OBJECTIFS.
• 1. Dans la critique du tome 2, derrière quelles murailles le roi de France Philippe VI est-il retranché ?
• 2. Recopiez le passage de la critique du tome 2 commençant à « John Hawkwood et » et se terminant à « chevaliers de Saint-Lô. ».

PAGE.
────────────────────────────────────────

Message non lu par Koiwai » 07 mars 2016, 19:41

Tome 2 :

John Hawkwood et ses hommes sont passés sous le drapeau anglais et sous les ordres du prince Edouard. S'agit-il d'une alliance définitive ? Certainement pas, car le mercenaire n'est guidé que par l'appât du gain et ne se bat que pour l'argent, quitte à irriter quelque peu certains Anglais par con absence de réelle loyauté et ses méthodes tout sauf chevaleresques. Mais les hommes de la Compagnie Blanche du corbeau sont pour l'instant bien ralliés à l'Angleterre, et suite à une pénurie de nourriture due aux rats ils se mettent en quête de villages à piller, dans un début de tome offrant à nouveau une belle démonstration de l'aspect sans foi ni loi de ces mercenaires, mais aussi du sens de la stratégie de Hawkwood via la manière dont il prend au piège la compagnie ennemie des chevaliers de Saint-Lô.

Ce début de tome est également un bon moyen de nous préparer à la suite, où le ravitaillement a son importance pour une armée anglaise éloignée de ses terres. Et tandis que l'armée anglaise poursuit sa route vers Caen en saccageant tout sur son passage, le roi de France Philippe VI, retranché derrière les murailles du château de Vincennes, refuse toujours le combat direct et mise sur la guerre d'usure et sur la politique de la terre brûlée pour tenter d'affamer l'adversaire... Cela suffira-t-il pour arrêter les Anglais ? Ou au contraire, le monarque français décidera-t-il enfin de s'engager dans un conflit direct pour ne pas perdre la face en constatant le saccage de la province de Normandie ? On vous laisse découvrir cela, pour plutôt insister sur un récit qui, comme prévu, après un premier volume intéressant mais plutôt introductif, décolle réellement ici.

────────────────────────────────────────

Extraits du jeu de données de pointage
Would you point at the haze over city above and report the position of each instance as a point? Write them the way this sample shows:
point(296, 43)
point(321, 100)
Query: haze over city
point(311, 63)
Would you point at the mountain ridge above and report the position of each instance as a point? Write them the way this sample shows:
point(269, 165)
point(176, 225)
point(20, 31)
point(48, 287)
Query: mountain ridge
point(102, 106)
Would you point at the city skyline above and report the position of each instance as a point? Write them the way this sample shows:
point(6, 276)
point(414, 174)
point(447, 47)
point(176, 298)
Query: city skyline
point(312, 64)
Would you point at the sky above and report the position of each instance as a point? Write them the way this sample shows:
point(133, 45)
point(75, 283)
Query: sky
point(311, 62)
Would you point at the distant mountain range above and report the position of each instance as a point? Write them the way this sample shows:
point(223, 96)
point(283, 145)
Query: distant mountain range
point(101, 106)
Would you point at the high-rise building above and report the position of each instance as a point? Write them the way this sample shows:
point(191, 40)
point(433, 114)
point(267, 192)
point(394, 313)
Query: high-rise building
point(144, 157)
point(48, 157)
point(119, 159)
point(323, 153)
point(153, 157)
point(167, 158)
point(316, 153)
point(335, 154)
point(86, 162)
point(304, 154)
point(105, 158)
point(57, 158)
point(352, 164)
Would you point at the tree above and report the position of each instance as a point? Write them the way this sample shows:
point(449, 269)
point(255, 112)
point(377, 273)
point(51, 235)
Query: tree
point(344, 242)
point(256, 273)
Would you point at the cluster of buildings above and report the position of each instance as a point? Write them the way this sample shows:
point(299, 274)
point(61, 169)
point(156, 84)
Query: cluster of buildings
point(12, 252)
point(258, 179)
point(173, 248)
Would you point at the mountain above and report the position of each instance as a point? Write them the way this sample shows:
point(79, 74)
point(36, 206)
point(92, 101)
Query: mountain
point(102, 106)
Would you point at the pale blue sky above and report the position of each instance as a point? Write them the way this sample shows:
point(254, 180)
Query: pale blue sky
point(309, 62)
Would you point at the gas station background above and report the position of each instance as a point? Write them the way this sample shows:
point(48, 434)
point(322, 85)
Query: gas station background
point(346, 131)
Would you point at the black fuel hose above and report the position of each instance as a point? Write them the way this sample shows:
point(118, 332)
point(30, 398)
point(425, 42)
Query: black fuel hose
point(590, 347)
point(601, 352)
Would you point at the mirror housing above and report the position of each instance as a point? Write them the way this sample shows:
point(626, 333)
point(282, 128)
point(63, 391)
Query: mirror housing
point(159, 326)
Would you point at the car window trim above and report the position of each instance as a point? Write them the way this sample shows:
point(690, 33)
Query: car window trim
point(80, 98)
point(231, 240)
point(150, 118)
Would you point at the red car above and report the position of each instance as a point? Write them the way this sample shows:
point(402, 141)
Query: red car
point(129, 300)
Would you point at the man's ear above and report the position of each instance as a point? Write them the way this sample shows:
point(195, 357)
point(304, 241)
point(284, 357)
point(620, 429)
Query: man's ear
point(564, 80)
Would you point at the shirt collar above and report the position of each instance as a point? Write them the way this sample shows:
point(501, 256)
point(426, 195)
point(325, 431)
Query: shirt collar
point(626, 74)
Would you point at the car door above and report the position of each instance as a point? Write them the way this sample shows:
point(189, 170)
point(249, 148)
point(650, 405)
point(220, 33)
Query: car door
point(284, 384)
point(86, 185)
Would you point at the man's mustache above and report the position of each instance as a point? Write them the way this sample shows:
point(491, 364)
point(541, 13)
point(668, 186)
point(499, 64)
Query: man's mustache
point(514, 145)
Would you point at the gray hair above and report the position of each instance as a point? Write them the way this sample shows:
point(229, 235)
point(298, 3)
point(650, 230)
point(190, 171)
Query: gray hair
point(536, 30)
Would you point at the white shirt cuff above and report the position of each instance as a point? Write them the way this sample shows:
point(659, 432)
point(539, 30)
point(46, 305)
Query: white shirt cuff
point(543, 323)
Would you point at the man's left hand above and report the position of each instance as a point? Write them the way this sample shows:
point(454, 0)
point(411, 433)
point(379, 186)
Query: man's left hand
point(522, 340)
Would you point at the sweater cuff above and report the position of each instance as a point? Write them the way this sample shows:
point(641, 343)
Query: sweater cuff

────────────────────────────────────────

CORRIGÉ DES EXERCICES.
• 1. Derrière les murailles du château de Vincennes.

• 2.
John Hawkwood et ses hommes sont passés sous le drapeau anglais et sous les ordres du prince Edouard. S'agit-il d'une alliance définitive ? Certainement pas, car le mercenaire n'est guidé que par l'appât du gain et ne se bat que pour l'argent, quitte à irriter quelque peu certains Anglais par con absence de réelle loyauté et ses méthodes tout sauf chevaleresques. Mais les hommes de la Compagnie Blanche du corbeau sont pour l'instant bien ralliés à l'Angleterre, et suite à une pénurie de nourriture due aux rats ils se mettent en quête de villages à piller, dans un début de tome offrant à nouveau une belle démonstration de l'aspect sans foi ni loi de ces mercenaires, mais aussi du sens de la stratégie de Hawkwood via la manière dont il prend au piège la compagnie ennemie des chevaliers de Saint-Lô.